Task 1: Translate this sentence from the text on warranty notice into Spanish: "In the light of this construction of the contract, defendants’ evidence below recited justified the inference that the purchasers had given the required notice of the breach of the warranty, or, if they had not, that the seller had waived the insufficiency."

Text start

The mere assistance “in operating said machinery, or any part thereof, or in remedying any defects at any time” “at the request of the purchaser,” here mentioned, means a voluntary act of assistance on the part of the seller, and is a very different thing from the legal obligation assumed in the warranty by the seller to itself remedy the defect. on the specific notice required of the purchaser. Observing this distinction, it seems clear that although the mere gratuitous accommodation of assistance to the seller at his request in operating the machine. or remedying a defect does not constitute waiver of the written notice required to bring into existence the legal obligation of the seller to remedy any defect, yet the undertaking by the seller to discharge its own express legal obligation — not to assist the purchaser but to itself-remedy the defect — in response to an irregular or insufficient notice is evidence of waiver of the irregularity or insufficiency of the notice. Lorenz v. Hart-Parr Co., 146 Wis. 261, 131 N. W. 446, 50 L. R. A. (N. S.) 796, note 797. In the light of this construction of the contract, defendants’ evidence below recited justified the inference that the purchasers had given the required notice of the breach of the warranty, or, if they had not, that the seller had waived the insufficiency.

Text end

Task 2: In the records, starting at the line containing "Would you be so kind as to point out the plaid" and ending at the last line of the records, replace "photograph" with "image". Write out those lines again with nothing else changed.

Given information start

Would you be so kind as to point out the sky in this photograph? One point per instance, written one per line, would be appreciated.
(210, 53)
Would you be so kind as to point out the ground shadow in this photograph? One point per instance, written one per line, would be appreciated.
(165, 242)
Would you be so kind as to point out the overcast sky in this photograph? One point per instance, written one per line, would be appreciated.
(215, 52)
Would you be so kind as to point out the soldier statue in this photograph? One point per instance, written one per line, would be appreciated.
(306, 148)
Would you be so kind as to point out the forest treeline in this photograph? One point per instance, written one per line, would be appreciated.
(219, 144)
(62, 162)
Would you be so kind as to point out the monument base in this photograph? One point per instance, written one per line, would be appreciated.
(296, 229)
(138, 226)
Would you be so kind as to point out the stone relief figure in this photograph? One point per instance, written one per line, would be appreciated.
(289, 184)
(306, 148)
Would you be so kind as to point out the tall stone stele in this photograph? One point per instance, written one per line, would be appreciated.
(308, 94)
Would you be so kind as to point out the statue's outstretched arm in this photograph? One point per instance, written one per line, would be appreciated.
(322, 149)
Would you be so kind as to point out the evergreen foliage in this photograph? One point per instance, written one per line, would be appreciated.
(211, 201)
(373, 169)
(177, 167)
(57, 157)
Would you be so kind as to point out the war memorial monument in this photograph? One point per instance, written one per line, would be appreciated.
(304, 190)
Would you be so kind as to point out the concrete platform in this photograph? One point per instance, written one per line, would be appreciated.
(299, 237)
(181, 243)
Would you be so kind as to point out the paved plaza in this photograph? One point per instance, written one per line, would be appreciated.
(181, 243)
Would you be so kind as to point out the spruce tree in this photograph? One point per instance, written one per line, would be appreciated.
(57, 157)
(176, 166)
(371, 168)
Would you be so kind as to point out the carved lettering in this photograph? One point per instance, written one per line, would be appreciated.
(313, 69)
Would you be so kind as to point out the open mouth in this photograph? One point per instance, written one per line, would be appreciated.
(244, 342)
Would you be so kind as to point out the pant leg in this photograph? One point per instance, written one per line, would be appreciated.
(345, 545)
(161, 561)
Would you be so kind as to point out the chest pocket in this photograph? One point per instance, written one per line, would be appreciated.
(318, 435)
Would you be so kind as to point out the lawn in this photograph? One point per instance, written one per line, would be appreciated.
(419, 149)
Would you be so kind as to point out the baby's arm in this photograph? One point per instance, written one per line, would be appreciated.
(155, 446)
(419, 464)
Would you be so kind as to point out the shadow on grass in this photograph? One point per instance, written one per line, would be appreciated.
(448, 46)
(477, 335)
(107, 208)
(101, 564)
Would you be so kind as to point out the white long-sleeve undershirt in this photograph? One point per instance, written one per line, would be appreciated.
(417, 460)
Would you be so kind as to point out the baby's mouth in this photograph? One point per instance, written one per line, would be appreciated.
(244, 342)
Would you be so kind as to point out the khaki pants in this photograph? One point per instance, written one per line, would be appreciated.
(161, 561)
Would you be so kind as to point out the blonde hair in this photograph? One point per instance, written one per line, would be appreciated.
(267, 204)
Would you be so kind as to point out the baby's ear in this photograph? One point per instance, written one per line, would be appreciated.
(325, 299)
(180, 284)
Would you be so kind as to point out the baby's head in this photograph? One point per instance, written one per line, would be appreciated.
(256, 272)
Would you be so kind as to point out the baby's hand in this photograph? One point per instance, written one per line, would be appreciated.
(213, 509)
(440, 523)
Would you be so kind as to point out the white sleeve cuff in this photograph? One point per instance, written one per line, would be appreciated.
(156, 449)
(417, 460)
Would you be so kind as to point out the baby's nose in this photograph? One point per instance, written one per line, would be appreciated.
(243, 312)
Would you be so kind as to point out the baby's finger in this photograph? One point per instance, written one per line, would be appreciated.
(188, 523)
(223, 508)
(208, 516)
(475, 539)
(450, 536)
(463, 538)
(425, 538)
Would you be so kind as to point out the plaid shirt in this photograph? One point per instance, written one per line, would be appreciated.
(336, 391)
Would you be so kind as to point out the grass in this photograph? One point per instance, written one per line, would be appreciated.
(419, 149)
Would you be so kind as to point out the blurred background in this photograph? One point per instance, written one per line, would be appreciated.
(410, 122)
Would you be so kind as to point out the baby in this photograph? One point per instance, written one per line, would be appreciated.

Given information end

Correct result 1: A la luz de esta interpretación del contrato, las pruebas de los demandados expuestas más abajo justificaban la inferencia de que los compradores habían dado el aviso requerido del incumplimiento de la garantía o, en caso de no haberlo hecho, de que el vendedor había renunciado a hacer valer la insuficiencia.

Correct result 2:
Would you be so kind as to point out the plaid shirt in this image? One point per instance, written one per line, would be appreciated.
(336, 391)
Would you be so kind as to point out the grass in this image? One point per instance, written one per line, would be appreciated.
(419, 149)
Would you be so kind as to point out the blurred background in this image? One point per instance, written one per line, would be appreciated.
(410, 122)
Would you be so kind as to point out the baby in this image? One point per instance, written one per line, would be appreciated.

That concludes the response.